● Records to use:
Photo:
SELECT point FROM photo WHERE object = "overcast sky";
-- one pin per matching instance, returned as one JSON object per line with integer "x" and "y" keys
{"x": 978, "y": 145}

---

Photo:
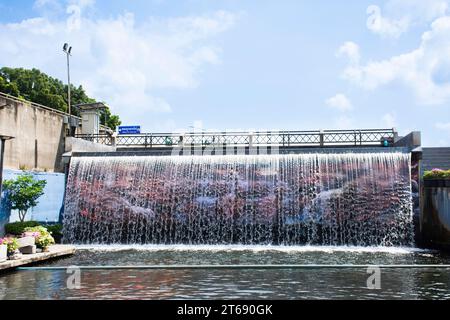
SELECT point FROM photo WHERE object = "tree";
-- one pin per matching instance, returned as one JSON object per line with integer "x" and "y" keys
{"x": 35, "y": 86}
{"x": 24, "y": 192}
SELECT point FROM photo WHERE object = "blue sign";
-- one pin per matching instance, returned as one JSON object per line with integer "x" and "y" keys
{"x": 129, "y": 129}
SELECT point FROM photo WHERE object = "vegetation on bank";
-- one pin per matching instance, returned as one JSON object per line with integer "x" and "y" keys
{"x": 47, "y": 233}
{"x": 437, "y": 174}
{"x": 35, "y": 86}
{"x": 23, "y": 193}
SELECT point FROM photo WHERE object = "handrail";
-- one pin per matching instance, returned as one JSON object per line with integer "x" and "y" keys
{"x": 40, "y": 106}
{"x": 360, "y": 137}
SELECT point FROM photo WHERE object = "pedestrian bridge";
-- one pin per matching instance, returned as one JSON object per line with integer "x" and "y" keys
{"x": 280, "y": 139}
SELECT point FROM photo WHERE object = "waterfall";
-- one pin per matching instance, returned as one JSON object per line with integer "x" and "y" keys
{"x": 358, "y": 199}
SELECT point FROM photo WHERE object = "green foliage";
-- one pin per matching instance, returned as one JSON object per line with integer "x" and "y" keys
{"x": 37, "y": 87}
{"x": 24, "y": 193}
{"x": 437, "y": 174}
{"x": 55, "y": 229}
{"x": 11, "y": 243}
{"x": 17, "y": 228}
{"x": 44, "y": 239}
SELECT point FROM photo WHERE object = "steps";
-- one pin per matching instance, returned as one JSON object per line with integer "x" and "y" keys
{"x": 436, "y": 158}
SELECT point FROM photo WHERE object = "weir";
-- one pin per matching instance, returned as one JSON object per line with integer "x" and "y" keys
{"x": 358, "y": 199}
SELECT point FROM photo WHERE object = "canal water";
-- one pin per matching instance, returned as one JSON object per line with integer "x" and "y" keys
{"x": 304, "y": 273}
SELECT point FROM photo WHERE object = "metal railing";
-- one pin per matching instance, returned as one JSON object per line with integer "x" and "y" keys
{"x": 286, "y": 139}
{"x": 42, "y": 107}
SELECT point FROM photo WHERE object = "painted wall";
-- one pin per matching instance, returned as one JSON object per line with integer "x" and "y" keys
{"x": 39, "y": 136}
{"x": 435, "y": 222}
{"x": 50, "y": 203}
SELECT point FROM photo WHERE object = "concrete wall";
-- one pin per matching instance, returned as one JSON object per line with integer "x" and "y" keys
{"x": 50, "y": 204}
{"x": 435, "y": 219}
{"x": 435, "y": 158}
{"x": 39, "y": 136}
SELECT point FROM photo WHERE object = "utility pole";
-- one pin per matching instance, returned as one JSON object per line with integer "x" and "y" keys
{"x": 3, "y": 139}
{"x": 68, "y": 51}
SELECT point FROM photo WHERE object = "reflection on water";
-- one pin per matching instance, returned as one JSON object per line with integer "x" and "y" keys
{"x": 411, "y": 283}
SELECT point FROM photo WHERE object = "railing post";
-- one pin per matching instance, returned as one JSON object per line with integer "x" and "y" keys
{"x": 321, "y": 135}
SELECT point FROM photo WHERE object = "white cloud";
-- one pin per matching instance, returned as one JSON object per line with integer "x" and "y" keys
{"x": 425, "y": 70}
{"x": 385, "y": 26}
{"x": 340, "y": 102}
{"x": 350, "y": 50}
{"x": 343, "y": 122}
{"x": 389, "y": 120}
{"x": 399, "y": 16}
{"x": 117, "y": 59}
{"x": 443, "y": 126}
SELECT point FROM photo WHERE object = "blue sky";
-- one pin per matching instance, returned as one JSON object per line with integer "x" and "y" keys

● Set problem:
Count how many lines of the data above contain the string "wall". Reply with the number only.

● Right answer:
2